Material for this exercise

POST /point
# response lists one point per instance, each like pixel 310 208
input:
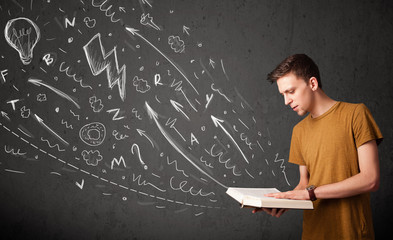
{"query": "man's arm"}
pixel 367 180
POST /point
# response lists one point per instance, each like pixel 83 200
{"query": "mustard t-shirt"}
pixel 327 145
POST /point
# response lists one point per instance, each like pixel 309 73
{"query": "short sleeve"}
pixel 364 126
pixel 295 154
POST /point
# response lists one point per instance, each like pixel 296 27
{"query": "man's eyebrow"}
pixel 287 90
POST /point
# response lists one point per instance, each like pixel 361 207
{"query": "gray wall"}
pixel 65 176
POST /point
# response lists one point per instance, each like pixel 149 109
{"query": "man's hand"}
pixel 275 212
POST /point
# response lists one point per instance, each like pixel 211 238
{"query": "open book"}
pixel 255 197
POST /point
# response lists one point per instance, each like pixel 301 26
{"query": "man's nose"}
pixel 287 100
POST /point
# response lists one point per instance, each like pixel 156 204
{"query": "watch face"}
pixel 311 187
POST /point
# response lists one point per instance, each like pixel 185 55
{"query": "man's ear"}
pixel 313 83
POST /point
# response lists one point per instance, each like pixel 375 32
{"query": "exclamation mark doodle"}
pixel 139 154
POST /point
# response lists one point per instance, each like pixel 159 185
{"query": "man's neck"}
pixel 321 104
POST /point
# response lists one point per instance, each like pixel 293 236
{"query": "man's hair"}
pixel 299 64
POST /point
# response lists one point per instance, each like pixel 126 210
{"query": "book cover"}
pixel 255 197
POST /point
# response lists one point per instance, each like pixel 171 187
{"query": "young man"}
pixel 335 147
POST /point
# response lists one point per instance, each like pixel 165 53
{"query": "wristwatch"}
pixel 310 190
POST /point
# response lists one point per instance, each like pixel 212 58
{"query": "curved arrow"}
pixel 39 82
pixel 134 32
pixel 153 115
pixel 217 122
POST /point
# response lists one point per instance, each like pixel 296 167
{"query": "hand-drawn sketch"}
pixel 140 85
pixel 161 157
pixel 22 34
pixel 176 44
pixel 147 20
pixel 96 104
pixel 100 60
pixel 90 23
pixel 91 157
pixel 93 134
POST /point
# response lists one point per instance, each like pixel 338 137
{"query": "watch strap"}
pixel 311 192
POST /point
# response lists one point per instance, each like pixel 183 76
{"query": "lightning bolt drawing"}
pixel 99 61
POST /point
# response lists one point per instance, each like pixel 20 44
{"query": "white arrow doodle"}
pixel 80 185
pixel 178 107
pixel 217 122
pixel 39 82
pixel 185 30
pixel 134 32
pixel 153 115
pixel 212 63
pixel 143 134
pixel 5 115
pixel 41 122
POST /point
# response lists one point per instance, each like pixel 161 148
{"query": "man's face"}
pixel 297 93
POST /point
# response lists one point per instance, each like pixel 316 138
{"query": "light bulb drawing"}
pixel 22 34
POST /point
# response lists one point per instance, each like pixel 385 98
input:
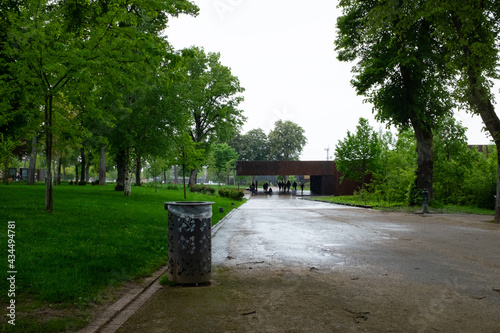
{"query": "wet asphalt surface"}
pixel 283 230
pixel 374 259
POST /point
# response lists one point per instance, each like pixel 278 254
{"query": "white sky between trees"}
pixel 283 54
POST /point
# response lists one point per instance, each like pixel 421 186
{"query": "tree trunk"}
pixel 49 190
pixel 122 168
pixel 102 166
pixel 82 177
pixel 58 172
pixel 184 180
pixel 425 159
pixel 192 178
pixel 32 165
pixel 128 178
pixel 138 169
pixel 481 102
pixel 87 171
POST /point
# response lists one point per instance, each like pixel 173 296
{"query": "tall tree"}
pixel 56 45
pixel 223 159
pixel 252 146
pixel 397 61
pixel 211 94
pixel 470 33
pixel 286 141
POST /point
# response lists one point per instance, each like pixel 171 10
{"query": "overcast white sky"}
pixel 283 54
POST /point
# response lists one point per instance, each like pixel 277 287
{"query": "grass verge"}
pixel 95 240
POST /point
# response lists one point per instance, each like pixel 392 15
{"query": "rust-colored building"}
pixel 325 179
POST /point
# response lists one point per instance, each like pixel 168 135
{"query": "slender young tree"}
pixel 211 94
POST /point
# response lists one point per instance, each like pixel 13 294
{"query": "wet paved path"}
pixel 282 264
pixel 284 231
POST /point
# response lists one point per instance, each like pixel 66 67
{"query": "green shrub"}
pixel 171 186
pixel 231 194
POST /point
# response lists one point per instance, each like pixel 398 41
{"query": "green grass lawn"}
pixel 94 240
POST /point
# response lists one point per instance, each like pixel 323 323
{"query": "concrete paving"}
pixel 461 252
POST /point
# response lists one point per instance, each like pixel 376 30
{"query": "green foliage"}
pixel 223 159
pixel 286 141
pixel 252 146
pixel 205 189
pixel 462 176
pixel 359 154
pixel 233 194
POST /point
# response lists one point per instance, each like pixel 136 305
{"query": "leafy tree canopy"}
pixel 286 141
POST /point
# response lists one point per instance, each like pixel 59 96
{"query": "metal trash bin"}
pixel 189 241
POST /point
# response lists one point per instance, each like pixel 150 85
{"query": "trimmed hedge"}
pixel 231 193
pixel 205 189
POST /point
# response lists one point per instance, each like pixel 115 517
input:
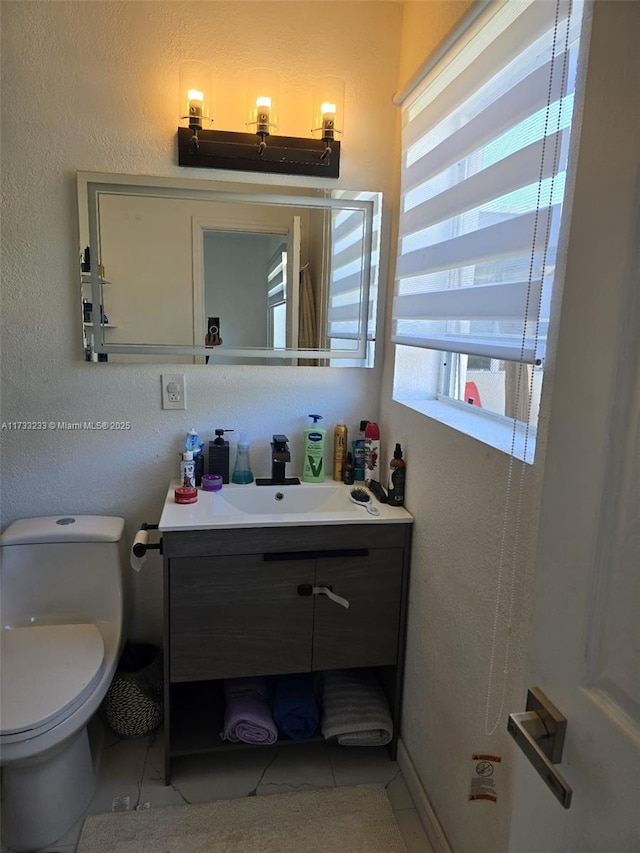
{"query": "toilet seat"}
pixel 47 670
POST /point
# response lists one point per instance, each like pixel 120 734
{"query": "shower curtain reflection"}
pixel 308 326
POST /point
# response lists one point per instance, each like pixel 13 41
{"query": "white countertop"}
pixel 213 511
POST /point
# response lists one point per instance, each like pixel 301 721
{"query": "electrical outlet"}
pixel 173 395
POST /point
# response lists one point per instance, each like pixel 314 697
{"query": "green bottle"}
pixel 314 441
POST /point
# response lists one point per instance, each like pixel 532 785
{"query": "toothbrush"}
pixel 360 497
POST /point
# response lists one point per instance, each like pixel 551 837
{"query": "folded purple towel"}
pixel 247 716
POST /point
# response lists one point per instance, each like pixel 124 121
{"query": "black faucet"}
pixel 280 455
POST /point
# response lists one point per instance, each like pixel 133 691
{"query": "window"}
pixel 485 140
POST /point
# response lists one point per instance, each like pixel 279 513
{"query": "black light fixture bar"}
pixel 284 155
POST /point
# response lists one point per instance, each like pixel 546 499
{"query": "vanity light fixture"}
pixel 258 149
pixel 327 119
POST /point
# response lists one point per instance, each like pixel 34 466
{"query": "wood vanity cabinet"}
pixel 239 602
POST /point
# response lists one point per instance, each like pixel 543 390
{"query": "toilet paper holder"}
pixel 141 542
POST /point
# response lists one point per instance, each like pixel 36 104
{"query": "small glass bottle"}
pixel 347 470
pixel 242 473
pixel 397 475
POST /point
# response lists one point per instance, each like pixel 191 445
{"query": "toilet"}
pixel 62 606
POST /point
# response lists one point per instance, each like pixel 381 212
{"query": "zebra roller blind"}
pixel 485 141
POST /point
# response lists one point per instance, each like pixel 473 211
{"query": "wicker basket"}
pixel 133 705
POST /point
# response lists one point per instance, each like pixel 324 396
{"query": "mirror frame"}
pixel 92 184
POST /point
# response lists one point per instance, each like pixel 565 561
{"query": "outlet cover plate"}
pixel 173 391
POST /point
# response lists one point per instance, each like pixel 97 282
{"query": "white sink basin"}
pixel 267 500
pixel 274 506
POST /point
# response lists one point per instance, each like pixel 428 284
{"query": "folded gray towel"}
pixel 355 709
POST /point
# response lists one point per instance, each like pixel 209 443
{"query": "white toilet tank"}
pixel 62 569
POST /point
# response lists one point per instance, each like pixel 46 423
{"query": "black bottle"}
pixel 347 470
pixel 397 475
pixel 219 455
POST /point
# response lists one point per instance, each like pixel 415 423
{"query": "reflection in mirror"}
pixel 190 271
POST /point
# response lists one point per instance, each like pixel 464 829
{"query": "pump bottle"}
pixel 314 439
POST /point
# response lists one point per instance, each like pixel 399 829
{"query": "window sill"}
pixel 486 427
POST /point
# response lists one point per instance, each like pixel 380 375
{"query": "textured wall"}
pixel 94 86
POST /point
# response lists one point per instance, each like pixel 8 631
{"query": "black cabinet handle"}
pixel 279 556
pixel 307 589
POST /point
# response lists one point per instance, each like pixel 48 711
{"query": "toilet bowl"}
pixel 62 616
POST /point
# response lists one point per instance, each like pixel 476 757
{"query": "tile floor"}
pixel 131 775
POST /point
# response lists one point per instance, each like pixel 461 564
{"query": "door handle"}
pixel 539 732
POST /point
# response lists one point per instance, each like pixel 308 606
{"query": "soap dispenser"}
pixel 219 455
pixel 242 472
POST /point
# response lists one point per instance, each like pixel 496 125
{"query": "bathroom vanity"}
pixel 241 593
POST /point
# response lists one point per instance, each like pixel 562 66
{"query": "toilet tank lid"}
pixel 63 528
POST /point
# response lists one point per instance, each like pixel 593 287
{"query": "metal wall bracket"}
pixel 539 732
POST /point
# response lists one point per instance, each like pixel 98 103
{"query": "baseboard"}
pixel 433 829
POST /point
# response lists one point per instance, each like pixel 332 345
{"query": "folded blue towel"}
pixel 295 708
pixel 247 716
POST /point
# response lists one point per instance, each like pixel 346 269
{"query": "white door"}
pixel 585 643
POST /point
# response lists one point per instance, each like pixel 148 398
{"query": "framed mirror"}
pixel 193 271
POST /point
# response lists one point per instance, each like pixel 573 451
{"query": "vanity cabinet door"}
pixel 238 615
pixel 367 633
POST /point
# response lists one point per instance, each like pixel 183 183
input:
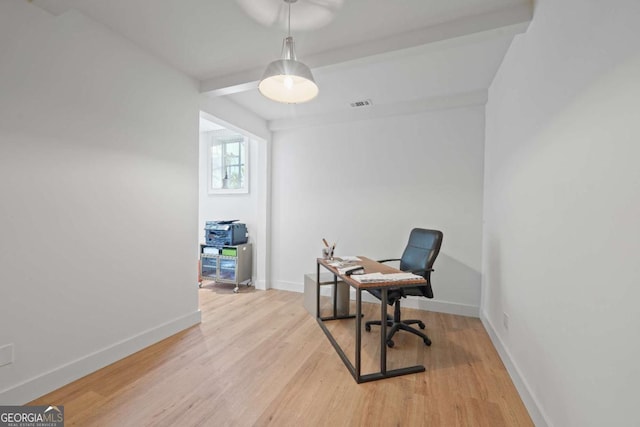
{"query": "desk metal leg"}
pixel 356 370
pixel 383 331
pixel 335 295
pixel 317 290
pixel 358 332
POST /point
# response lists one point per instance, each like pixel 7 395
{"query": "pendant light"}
pixel 287 80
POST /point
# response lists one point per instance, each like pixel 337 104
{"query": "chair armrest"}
pixel 422 270
pixel 387 260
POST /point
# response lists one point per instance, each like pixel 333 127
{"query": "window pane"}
pixel 228 161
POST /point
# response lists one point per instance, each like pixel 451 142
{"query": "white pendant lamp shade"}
pixel 287 80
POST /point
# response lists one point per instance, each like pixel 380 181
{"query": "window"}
pixel 228 162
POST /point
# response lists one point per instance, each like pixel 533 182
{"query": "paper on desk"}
pixel 379 277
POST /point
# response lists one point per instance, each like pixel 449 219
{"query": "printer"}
pixel 225 233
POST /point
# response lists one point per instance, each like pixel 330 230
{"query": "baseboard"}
pixel 410 302
pixel 33 388
pixel 530 402
pixel 261 284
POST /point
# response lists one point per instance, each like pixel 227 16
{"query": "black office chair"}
pixel 418 258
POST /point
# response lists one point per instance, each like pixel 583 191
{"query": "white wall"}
pixel 98 187
pixel 562 209
pixel 367 183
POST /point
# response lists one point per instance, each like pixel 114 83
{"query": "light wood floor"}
pixel 258 358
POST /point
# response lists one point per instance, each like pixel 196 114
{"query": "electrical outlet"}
pixel 6 354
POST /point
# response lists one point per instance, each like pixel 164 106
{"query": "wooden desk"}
pixel 370 266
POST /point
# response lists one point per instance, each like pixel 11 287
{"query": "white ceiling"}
pixel 396 53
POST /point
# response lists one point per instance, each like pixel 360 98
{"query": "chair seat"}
pixel 418 257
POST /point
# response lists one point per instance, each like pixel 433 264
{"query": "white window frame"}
pixel 216 187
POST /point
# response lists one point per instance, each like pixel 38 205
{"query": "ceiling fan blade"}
pixel 306 15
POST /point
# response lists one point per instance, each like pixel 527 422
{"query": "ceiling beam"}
pixel 514 19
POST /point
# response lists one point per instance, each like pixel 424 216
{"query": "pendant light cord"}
pixel 289 28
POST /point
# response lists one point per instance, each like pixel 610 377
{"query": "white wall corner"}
pixel 47 382
pixel 530 402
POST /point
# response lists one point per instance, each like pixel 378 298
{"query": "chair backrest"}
pixel 420 254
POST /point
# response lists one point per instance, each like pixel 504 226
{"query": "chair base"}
pixel 395 324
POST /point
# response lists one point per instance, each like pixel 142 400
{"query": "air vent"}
pixel 363 103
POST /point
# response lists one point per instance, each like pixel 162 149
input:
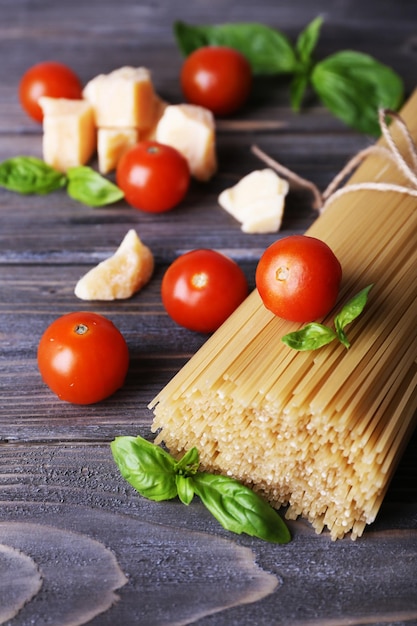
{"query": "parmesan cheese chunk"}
pixel 69 133
pixel 257 201
pixel 112 143
pixel 191 130
pixel 121 275
pixel 124 98
pixel 149 134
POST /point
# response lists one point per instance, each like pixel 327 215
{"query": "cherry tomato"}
pixel 154 177
pixel 218 78
pixel 48 78
pixel 298 278
pixel 201 288
pixel 83 357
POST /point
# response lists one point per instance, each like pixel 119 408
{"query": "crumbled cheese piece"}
pixel 191 130
pixel 69 133
pixel 257 201
pixel 112 143
pixel 149 134
pixel 121 275
pixel 124 98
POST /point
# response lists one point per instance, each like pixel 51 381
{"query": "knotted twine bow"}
pixel 391 151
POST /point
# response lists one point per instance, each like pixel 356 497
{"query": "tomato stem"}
pixel 80 329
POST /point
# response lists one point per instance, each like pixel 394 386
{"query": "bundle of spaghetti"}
pixel 320 432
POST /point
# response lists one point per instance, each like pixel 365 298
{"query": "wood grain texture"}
pixel 82 546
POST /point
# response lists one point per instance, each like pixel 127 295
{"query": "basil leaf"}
pixel 147 467
pixel 353 86
pixel 307 40
pixel 189 462
pixel 268 50
pixel 30 175
pixel 89 187
pixel 349 312
pixel 310 337
pixel 238 508
pixel 298 88
pixel 185 488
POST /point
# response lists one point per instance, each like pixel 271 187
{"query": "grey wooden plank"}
pixel 66 505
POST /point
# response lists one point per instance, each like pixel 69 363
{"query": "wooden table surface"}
pixel 77 544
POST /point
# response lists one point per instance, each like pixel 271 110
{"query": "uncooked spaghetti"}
pixel 319 432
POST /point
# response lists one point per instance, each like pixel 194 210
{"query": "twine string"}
pixel 391 152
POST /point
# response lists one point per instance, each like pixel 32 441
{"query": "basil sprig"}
pixel 156 475
pixel 315 335
pixel 352 85
pixel 30 175
pixel 89 187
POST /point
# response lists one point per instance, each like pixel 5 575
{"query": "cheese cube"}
pixel 69 133
pixel 124 98
pixel 149 134
pixel 112 143
pixel 120 275
pixel 257 201
pixel 191 130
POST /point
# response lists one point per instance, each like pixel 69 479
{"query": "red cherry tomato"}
pixel 201 288
pixel 48 78
pixel 154 177
pixel 298 278
pixel 218 78
pixel 83 357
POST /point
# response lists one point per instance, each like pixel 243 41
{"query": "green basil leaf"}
pixel 89 187
pixel 350 312
pixel 185 488
pixel 30 175
pixel 238 508
pixel 147 467
pixel 189 463
pixel 307 41
pixel 268 50
pixel 310 337
pixel 353 86
pixel 298 88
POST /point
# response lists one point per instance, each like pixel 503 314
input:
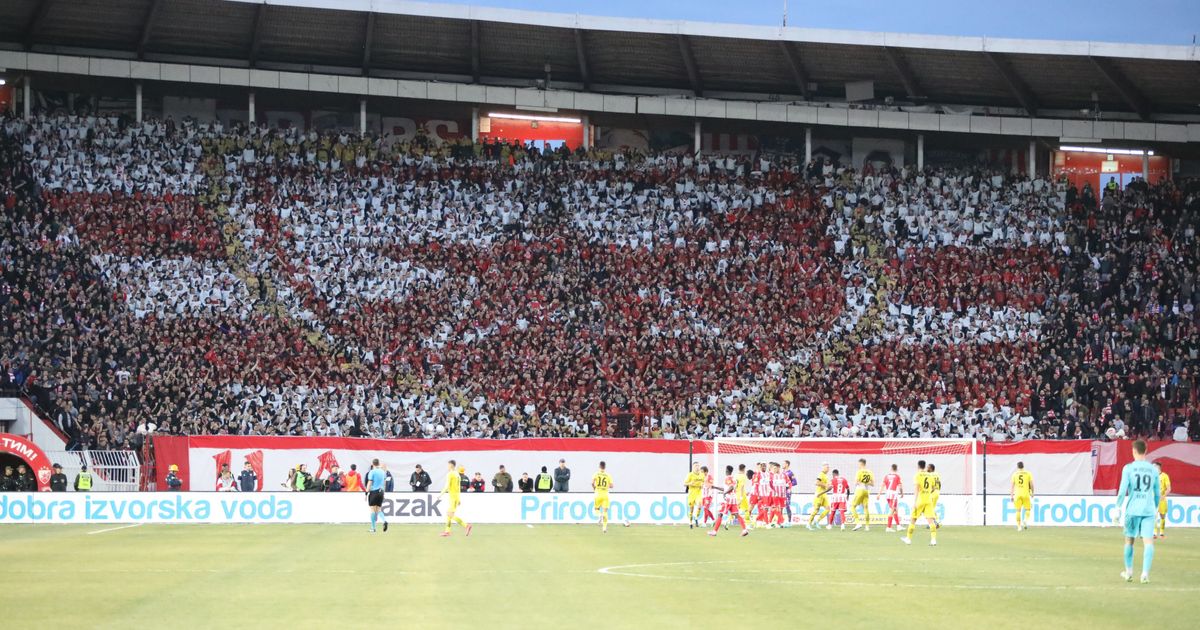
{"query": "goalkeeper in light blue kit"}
pixel 1138 502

Exercise instructions
Which lines in the listing above contain the word "door"? Copy out each of them.

Task output
{"query": "door handle"}
{"query": "white door"}
{"query": "vanity cabinet door"}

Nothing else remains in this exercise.